Records of labeled boxes
* begin *
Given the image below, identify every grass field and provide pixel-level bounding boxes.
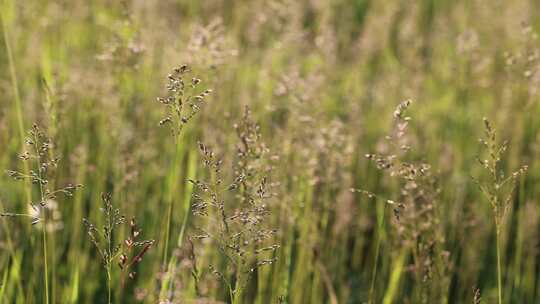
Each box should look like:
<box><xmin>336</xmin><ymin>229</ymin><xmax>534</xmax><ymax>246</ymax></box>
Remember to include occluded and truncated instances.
<box><xmin>0</xmin><ymin>0</ymin><xmax>540</xmax><ymax>304</ymax></box>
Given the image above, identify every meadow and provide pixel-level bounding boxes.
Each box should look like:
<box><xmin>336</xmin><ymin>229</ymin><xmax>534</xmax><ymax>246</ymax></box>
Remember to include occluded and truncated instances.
<box><xmin>0</xmin><ymin>0</ymin><xmax>540</xmax><ymax>304</ymax></box>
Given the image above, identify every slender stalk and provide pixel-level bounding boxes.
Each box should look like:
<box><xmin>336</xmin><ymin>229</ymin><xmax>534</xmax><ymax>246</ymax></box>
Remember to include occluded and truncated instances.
<box><xmin>41</xmin><ymin>221</ymin><xmax>49</xmax><ymax>304</ymax></box>
<box><xmin>368</xmin><ymin>203</ymin><xmax>386</xmax><ymax>304</ymax></box>
<box><xmin>107</xmin><ymin>264</ymin><xmax>112</xmax><ymax>304</ymax></box>
<box><xmin>163</xmin><ymin>135</ymin><xmax>180</xmax><ymax>265</ymax></box>
<box><xmin>497</xmin><ymin>227</ymin><xmax>502</xmax><ymax>304</ymax></box>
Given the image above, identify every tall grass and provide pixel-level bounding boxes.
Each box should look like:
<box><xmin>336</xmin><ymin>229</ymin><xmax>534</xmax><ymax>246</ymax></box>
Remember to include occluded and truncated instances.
<box><xmin>0</xmin><ymin>0</ymin><xmax>540</xmax><ymax>304</ymax></box>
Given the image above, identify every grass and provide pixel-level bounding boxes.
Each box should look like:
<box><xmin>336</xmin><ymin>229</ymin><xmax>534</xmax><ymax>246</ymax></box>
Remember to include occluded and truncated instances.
<box><xmin>0</xmin><ymin>0</ymin><xmax>540</xmax><ymax>304</ymax></box>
* end *
Please turn the part of the rows that opens with the line containing "Given the image above, identify every tall" and runs through the final row into a JSON list of strings, one string per line, with blank lines left out.

[
  "Given the image above, identify every tall grass and provide pixel-level bounding boxes.",
  "Each box should look like:",
  "<box><xmin>336</xmin><ymin>229</ymin><xmax>534</xmax><ymax>246</ymax></box>",
  "Remember to include occluded and truncated instances.",
  "<box><xmin>0</xmin><ymin>0</ymin><xmax>540</xmax><ymax>304</ymax></box>",
  "Given the image above, identify every grass and provide pixel-level bounding boxes.",
  "Each box should look like:",
  "<box><xmin>336</xmin><ymin>229</ymin><xmax>534</xmax><ymax>246</ymax></box>",
  "Remember to include occluded and truncated instances.",
  "<box><xmin>0</xmin><ymin>0</ymin><xmax>540</xmax><ymax>304</ymax></box>"
]